* [Extracted text]
++++

How To Avoid “Troubles”

 We in the United States have been experiencing troubles. “Troubles” is a term used to describe public unrest and disorder. On January 6th, we witnessed the storming of our Capitol and violent attacks on Congress. Riots and protests brought on by racial injustice, mass shootings, and hate groups fuel our troubles. Conspiracy theories and the spreading of dangerous misinformation spark our troubles.

Amidst our troubles, South Dakota governor Kristi Noem persuaded the state’s legislature to spend almost one million dollars to establish a new South Dakota Civics curriculum. She said the “common mission and key objective needs to be explaining why the USA is the most special nation in the history of the world.”

That comment made me recall a Pickles cartoon in which Grandma tells Grandson, “You’re unique and special, just like everybody else.” Some people believe in American exceptionalism – we’re the best and the brightest ever – but what about the people who question that or who think every nation is special in its own way?

If our mission is to teach students the USA is the most special nation in the history of the world, are we going to let students use their critical thinking skills to analyze that statement – or will we insist they accept American exceptionalism and feed them only information that supports that goal?

I’m proud of the ingenuity, tenaciousness, and strength my pioneer ancestors demonstrated as they survived and even thrived on the Dakota prairie. They came from Sweden, Great Britain, Germany, Russia, and who knows where else, and they worked hard to create a better life in what was to them a new land full of much needed opportunity. But I’m not going to deny the slave ship captain in the family tree that was discovered by my historian uncle, or ignore the duplicity and inhumanity that allowed European immigrants to acquire the land of the Indigenous people.

It’s natural to want to feel good about ourselves and our nation, but not at the expense of truth and excellent reasoning skills. If we’re truly patriots who love America, we embrace our country, warts and all, and accept the fact that all people – and nations – have strengths and weaknesses. If we can’t be honest about our mistakes, our faults, our ignorance, because we’re clinging so tightly to our superior identity, we won’t be able to develop, to adapt, and to learn from anyone whose viewpoint is different from ours. 

From 1968 to1998, Northern Ireland experienced the conflict commonly called “The Troubles,” a turbulent time in which a low-level war was fought between Catholics (Irish nationalists) and Protestants (British unionists). Catholics wished Northern Ireland would become one with the Republic of Ireland and Protestants wanted to remain part of the United Kingdom.

++++

Location annotation dataset excerpts:
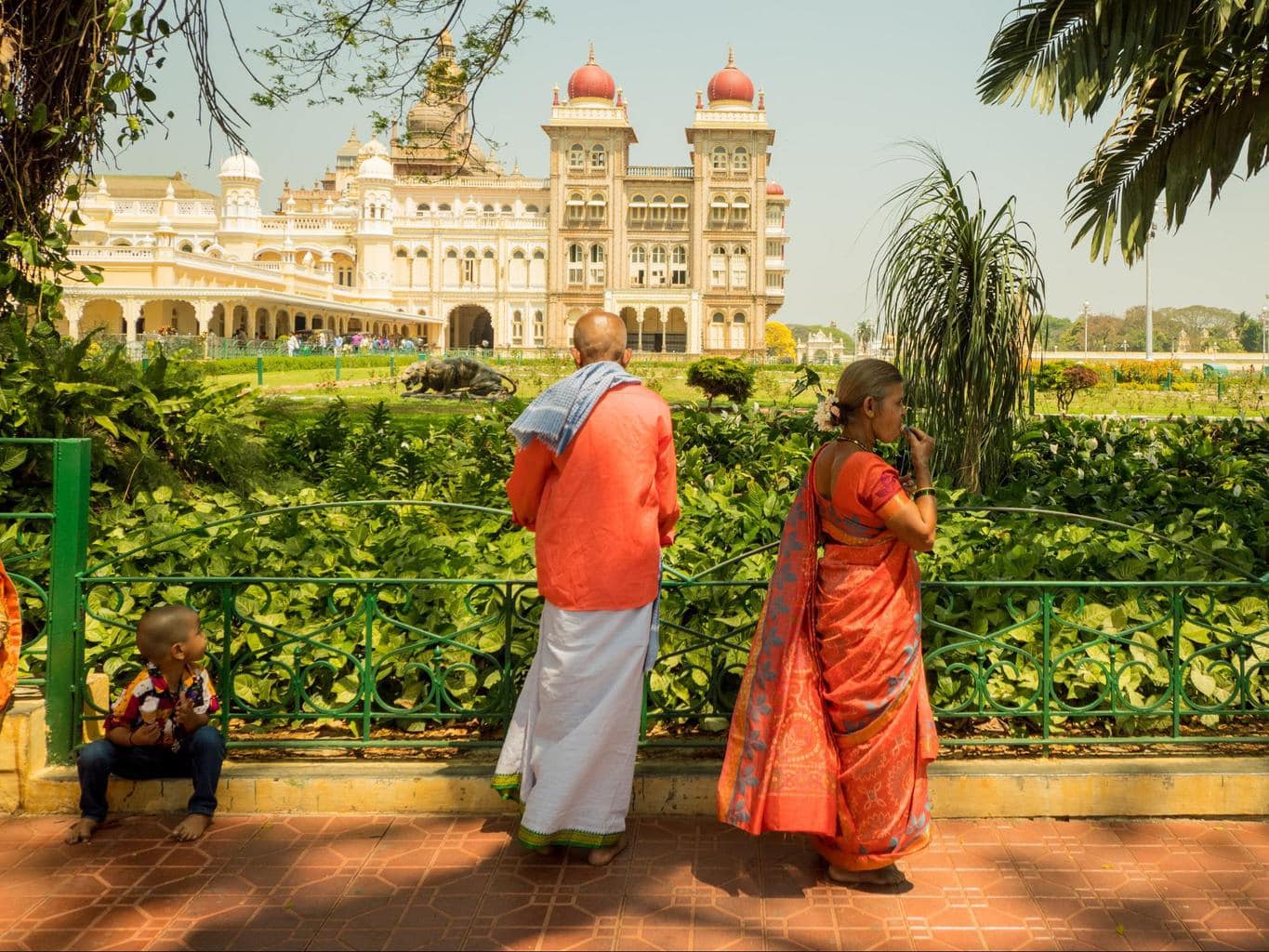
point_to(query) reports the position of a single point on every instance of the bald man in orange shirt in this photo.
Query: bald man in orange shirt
(594, 479)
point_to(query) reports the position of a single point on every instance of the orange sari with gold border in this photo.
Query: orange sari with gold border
(10, 639)
(833, 729)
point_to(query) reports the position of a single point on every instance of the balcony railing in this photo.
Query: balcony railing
(660, 172)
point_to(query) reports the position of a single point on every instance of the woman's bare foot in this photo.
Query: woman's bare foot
(885, 876)
(82, 830)
(605, 854)
(192, 827)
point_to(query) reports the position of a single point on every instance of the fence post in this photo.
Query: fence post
(68, 558)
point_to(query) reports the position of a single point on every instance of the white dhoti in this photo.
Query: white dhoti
(569, 753)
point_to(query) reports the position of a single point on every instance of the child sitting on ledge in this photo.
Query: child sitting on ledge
(159, 728)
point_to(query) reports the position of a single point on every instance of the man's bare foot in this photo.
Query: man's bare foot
(82, 830)
(193, 826)
(885, 876)
(605, 854)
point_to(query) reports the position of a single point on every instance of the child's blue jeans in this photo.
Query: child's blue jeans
(199, 758)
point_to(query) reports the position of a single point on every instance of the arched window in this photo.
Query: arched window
(576, 264)
(717, 211)
(656, 273)
(639, 266)
(597, 264)
(519, 270)
(659, 205)
(740, 267)
(719, 267)
(679, 266)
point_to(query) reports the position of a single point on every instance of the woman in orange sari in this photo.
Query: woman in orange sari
(833, 729)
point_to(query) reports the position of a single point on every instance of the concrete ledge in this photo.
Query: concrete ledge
(959, 788)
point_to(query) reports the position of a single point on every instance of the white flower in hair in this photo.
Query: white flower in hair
(825, 417)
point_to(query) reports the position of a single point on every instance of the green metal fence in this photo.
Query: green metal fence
(361, 663)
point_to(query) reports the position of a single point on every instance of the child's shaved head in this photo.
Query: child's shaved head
(163, 628)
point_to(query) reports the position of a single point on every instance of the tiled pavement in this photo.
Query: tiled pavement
(407, 882)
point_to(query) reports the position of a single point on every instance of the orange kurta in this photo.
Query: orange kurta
(604, 508)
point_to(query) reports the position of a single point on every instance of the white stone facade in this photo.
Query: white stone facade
(430, 239)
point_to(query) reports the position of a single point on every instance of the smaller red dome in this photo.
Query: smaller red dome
(591, 82)
(730, 86)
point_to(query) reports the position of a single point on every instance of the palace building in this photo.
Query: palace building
(431, 239)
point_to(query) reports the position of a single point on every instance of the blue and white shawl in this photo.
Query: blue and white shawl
(562, 409)
(557, 416)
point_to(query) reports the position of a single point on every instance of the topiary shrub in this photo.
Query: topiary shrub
(722, 376)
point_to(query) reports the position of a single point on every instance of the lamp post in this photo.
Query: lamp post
(1264, 343)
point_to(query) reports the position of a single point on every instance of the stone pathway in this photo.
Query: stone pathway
(410, 882)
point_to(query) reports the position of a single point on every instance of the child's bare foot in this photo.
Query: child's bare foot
(192, 827)
(82, 830)
(605, 854)
(885, 876)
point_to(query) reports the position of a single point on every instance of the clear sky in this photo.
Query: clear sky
(847, 82)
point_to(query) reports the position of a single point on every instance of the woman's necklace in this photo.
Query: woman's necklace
(852, 440)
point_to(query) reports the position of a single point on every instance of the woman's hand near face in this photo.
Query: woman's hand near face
(921, 445)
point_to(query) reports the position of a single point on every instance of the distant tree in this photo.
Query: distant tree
(779, 341)
(1191, 75)
(1070, 382)
(959, 291)
(1251, 334)
(865, 334)
(722, 376)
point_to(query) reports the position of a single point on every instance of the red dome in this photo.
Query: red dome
(730, 86)
(591, 82)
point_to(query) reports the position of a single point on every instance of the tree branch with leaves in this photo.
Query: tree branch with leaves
(1193, 83)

++++

* [Exercise task A]
Summarize the essay on avoiding troubles in three sentences.
* [Exercise task B]
Locate every line in the rows that contains the word "hand", and copy each such line in full. Case counts.

* [Written response A]
The essay says the United States has been experiencing "troubles," a term for public unrest and disorder. It notes that South Dakota governor Kristi Noem persuaded the state's legislature to spend almost one million dollars on a civics curriculum meant to explain why the USA is the most special nation in history. It asks whether students will be allowed to analyze that claim critically and argues that true patriots embrace their country, warts and all, and accept that all people and nations have strengths and weaknesses.

* [Written response B]
point_to(query) reports the position of a single point on every instance of the woman's hand near face in this photo.
Query: woman's hand near face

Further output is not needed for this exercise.